**掲載本文**
【日本郵政 Presents】3x3を支える人たち vol.5『池辺恭平(日本郵政株式会社広報部グループリーダー)』/気持ちを届ける、想いを託す

3x3シーンの“縁の下の力持ち”が望む感動と夢の続き

 

 

小学生の頃、遊びの延長のような形で始めたバスケットボール。地元のミニバスチームの上手な子たちを見て、「いつかは僕もあんなふうになりたいな」と思うようになり、中学校ではバスケットボール部に入った。副部長としてチームをけん引したあの頃、縁の下の力持ちとしてバスケットボールで出会った仲間たちを支える喜びを学んだのかもしれない。3x3の普及を強力に支援する日本郵政株式会社の広報部グループリーダー、池辺恭平はそんな人物だ。

 

3x3を支える人たち vol.3『齊藤洋介 from YOSK CHALLENGE』から読む

3x3を支える人たち vol.4『落合知也 from WORMAiD』から読む

 

――日本郵政が3x3を支援することになった経緯はどんなものだったのですか?

 

 日本郵政のオリンピック・パラリンピック室でスポーツ支援に携わるというときに、総称としてのオリンピック・パラリンピックを応援しましょうと呼びかけるのは簡単ではありませんでした。55競技の国際大会が一定期間に集中的に行われるこの大会は、いざ「応援しよう」となると具体的に何を応援すればいいのか、的が絞りにくい側面があるんです。そこでまず、グループとして、具体的に応援するスポーツを決めようと考え、さまざまな競技への協賛を検討しました。

 

 その中で3x3は東京2020大会からの新採用の競技でもあり、スピーディーで攻守の切り替えが次々と起こり、試合時間も短くて先進的な競技だなという印象を持ちました。一方、競技の魅力がある割に、競技の認知度がまだ高くないというアンバランスも感じられたので、日本郵政グループのネットワークを活かし、競技自体を応援することで、このアンバランスを解消できるのではないかと考え、3x3を応援しようと決めました。

 

――もともと3x3にご興味があったのですか?

 

 担当になるまでは正直よく知らなかったのですが、支援を検討する中で観戦に行ったところ、競技の魅力を肌で感じ、惚れ込んでしまいました。オリンピック・パラリンピック室では、お客さまに競技の体験機会をご提供するという取組みを行っていましたので、そちらにも活用できるのではないかと考えました。

 

――日本郵政はオリンピック以外の側面でも3x3を支援されていますね。

**データ抜粋**
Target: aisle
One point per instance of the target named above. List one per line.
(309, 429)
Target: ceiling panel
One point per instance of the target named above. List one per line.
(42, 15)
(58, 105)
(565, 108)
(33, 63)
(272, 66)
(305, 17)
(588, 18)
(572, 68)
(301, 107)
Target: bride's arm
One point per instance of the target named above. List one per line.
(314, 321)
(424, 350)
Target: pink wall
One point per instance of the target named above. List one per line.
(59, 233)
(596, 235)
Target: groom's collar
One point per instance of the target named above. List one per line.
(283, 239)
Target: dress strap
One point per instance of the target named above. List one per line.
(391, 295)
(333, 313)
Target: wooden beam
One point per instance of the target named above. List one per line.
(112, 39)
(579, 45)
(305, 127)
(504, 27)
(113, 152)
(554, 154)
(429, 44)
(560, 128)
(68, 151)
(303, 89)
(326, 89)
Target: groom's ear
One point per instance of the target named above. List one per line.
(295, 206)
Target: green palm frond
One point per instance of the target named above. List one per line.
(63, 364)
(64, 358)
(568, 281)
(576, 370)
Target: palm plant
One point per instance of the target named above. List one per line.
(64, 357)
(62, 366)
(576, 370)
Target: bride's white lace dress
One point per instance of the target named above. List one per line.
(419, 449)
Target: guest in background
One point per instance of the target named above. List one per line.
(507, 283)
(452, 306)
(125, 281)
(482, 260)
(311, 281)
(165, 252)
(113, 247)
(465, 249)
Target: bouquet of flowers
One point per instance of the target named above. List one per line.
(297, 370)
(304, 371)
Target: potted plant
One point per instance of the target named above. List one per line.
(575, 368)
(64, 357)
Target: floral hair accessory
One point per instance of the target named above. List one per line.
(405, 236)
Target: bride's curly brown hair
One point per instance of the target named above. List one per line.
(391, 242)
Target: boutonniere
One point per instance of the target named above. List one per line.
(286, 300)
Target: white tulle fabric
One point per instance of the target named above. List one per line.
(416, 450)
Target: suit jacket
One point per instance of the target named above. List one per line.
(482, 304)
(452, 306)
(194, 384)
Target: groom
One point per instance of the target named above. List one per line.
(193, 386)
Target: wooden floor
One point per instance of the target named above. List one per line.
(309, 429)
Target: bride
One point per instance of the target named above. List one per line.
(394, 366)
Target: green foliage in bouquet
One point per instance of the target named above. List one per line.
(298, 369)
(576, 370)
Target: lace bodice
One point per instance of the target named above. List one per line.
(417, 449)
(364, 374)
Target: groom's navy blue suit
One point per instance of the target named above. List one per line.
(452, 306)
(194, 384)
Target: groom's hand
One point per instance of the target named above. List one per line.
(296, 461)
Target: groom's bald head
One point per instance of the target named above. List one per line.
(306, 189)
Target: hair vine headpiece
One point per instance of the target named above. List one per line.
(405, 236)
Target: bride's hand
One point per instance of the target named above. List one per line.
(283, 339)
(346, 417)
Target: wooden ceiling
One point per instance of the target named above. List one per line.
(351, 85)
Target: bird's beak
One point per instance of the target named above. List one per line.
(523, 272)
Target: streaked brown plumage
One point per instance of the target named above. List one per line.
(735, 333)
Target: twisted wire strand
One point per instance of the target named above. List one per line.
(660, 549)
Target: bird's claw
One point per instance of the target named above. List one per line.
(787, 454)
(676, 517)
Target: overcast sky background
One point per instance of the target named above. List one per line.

**課題の内容**
a - 3x3支援の記事から、「3x3を支える人たち vol.4『落合知也 from」を含むところを起点に「競技への協賛を検討しました。」までの部分を書き写してください。その際、「スポーツ支援」を「競技支援」に置き換えてください。
b - 日本郵政による3x3支援の記事を、最後の一文の後から書き継いでください。

**課題の解答**
a -
3x3を支える人たち vol.4『落合知也 from WORMAiD』から読む

 

――日本郵政が3x3を支援することになった経緯はどんなものだったのですか?

 

 日本郵政のオリンピック・パラリンピック室で競技支援に携わるというときに、総称としてのオリンピック・パラリンピックを応援しましょうと呼びかけるのは簡単ではありませんでした。55競技の国際大会が一定期間に集中的に行われるこの大会は、いざ「応援しよう」となると具体的に何を応援すればいいのか、的が絞りにくい側面があるんです。そこでまず、グループとして、具体的に応援するスポーツを決めようと考え、さまざまな競技への協賛を検討しました。

b -
 そうですね。競技の魅力を感じて支援しようと決めたのですが、競技の普及がまだまだ進んでいないという印象がありました。ルールもあまり知られていないし、調べようと思ってもわかりやすい情報源がありませんでしたから。そこで『What’s 3x3』のようなわかりやすく競技の魅力を伝えるコンテンツを作ったり、競技の魅力をわかってもらえるようなムービーを用意して、少しでも3x3に触れていただく機会を増やすようにしました。それらの活動を通じ、競技が広まることで、支援自体の価値も高まります。

 競技普及に熱意のある方々のプロジェクトへもいくつか支援をさせていただいており、齊藤洋介さん(UTSUNOMIYA BREX.EXE)や落合知也さん(TOKYO DIME/越谷アルファーズ)の活動、F1 Studio(東京都江東区にある3x3専用コート)への支援なども行いました。

 

――池辺さんは現場によくいらっしゃるともうかがっています。

 

 3x3の大会では、名プレゼンターとして認知が広がっているようですね(笑) 確かに、必ずと言ってよいほど現場に行きますし、配信があれば必ず見ますので、日本の中では確かに見ている方だと思います。これまで月バスさんに特集いただいたとおりですが、3x3という競技は、関係者の皆さんが本当に熱意を持っていらっしゃるので、実際に現場にお邪魔して、業界の課題等を伺った上で、施策を検討した方が、施策効果も上がります。ファンの方々が「こういうのを求めているんだ」というのも、現場の方がよりわかりやすいですしね。

 

――オリンピック延期が決まったときは大変だったのではないでしょうか。

 

 準備してきたことのゴールが一年延びるというのは前代未聞の状態でしたからね。スポーツ自体の逆風も強かったですし、人が集まることがそもそもダメ…。私たちは、ゴールボールや3x3など普及がまだまだ足りていない競技をお客さまに体験していただく活動を行っていましたが、それもできなくなりました。

 

 ただ、一年延びたことで、発展中の競技としては、この時間を有効活用できるかもしれないとも思いました。実際、ゴールボールでは声優さんを起用した応援プロジェクトを行ったり、3x3でも新たなファン層を取り入れる目的で楽曲を作ったりと新たな取り組みを、その期間に行いました。準備に充てたり、お客さまに競技の理解を深めていただく時間になりましたね。

 

――支援活動への影響は大きかったのでしょうね。

 

 逆風が強い中で、施策一つ一つの決定に慎重にならざるを得ない側面はありました。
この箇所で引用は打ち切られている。